* Start Quoted text *
I am not get the same results when evaluating an agent over an environment even after fixing the initial environment seed value. However the Runner class is able to generate same results on multiple execution. I have provided some code snippets using the DoNothingAgent

How to reproduce

Code snippet

from grid2op.Reward import LinesCapacityReward  # or any other rewards
from lightsim2grid import LightSimBackend  # highly recommended for training !
import grid2op
from grid2op.Agent import DoNothingAgent
from grid2op.Runner import Runner

env_name = "l2rpn_case14_sandbox"
env = grid2op.make(env_name,
                   reward_class=LinesCapacityReward,
                   backend=LightSimBackend()
                  )

agent = DoNothingAgent(env.action_space)

env.seed(0)
agent.seed(0)

obs = env.reset()
agent.reset(obs)

## Multiple execution of the block below is creating new reward value and time steps
reward = float(env.reward_range[0])
sum_reward = reward
done = False
time_step = 0

while not done:
    act = agent.act(obs, reward, done)
    obs, reward, done, info = env.step(act)  
    sum_reward += reward
    time_step += 1

print("Reward : ", sum_reward, " Time Steps : ", time_step)

## However the output of the Runner class is consistent after multiple execution
runner_params = env.get_params_for_runner()
runner = Runner(**runner_params)   #$ if nothing mentioned agentclass is DoNothingAgent and backendclass is PandaPower
res = runner.run(nb_episode=1,
                nb_process=1,
                add_detailed_output = True,
                path_save = "./tmp",
                )

# Print summary
print("Evaluation summary for DN:")
for _, chron_name, cum_reward, nb_time_step, max_ts, episode_data in res:
    msg_tmp = "chronics at: {}".format(chron_name)
    msg_tmp += "\ttotal score: {:.6f}".format(cum_reward)
    msg_tmp += "\ttime steps: {:.0f}/{:.0f}".format(nb_time_step, max_ts)
* End Quoted text *
* Start Dataset excerpt *
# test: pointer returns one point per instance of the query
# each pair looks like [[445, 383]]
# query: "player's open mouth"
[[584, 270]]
* End Dataset excerpt *
Reproduce the grid2op reproducibility report above word for word, from its first sentence through its final line of code.

I am not get the same results when evaluating an agent over an environment even after fixing the initial environment seed value. However the Runner class is able to generate same results on multiple execution. I have provided some code snippets using the DoNothingAgent

How to reproduce

Code snippet

from grid2op.Reward import LinesCapacityReward  # or any other rewards
from lightsim2grid import LightSimBackend  # highly recommended for training !
import grid2op
from grid2op.Agent import DoNothingAgent
from grid2op.Runner import Runner

env_name = "l2rpn_case14_sandbox"
env = grid2op.make(env_name,
                   reward_class=LinesCapacityReward,
                   backend=LightSimBackend()
                  )

agent = DoNothingAgent(env.action_space)

env.seed(0)
agent.seed(0)

obs = env.reset()
agent.reset(obs)

## Multiple execution of the block below is creating new reward value and time steps
reward = float(env.reward_range[0])
sum_reward = reward
done = False
time_step = 0

while not done:
    act = agent.act(obs, reward, done)
    obs, reward, done, info = env.step(act)  
    sum_reward += reward
    time_step += 1

print("Reward : ", sum_reward, " Time Steps : ", time_step)

## However the output of the Runner class is consistent after multiple execution
runner_params = env.get_params_for_runner()
runner = Runner(**runner_params)   #$ if nothing mentioned agentclass is DoNothingAgent and backendclass is PandaPower
res = runner.run(nb_episode=1,
                nb_process=1,
                add_detailed_output = True,
                path_save = "./tmp",
                )

# Print summary
print("Evaluation summary for DN:")
for _, chron_name, cum_reward, nb_time_step, max_ts, episode_data in res:
    msg_tmp = "chronics at: {}".format(chron_name)
    msg_tmp += "\ttotal score: {:.6f}".format(cum_reward)
    msg_tmp += "\ttime steps: {:.0f}/{:.0f}".format(nb_time_step, max_ts)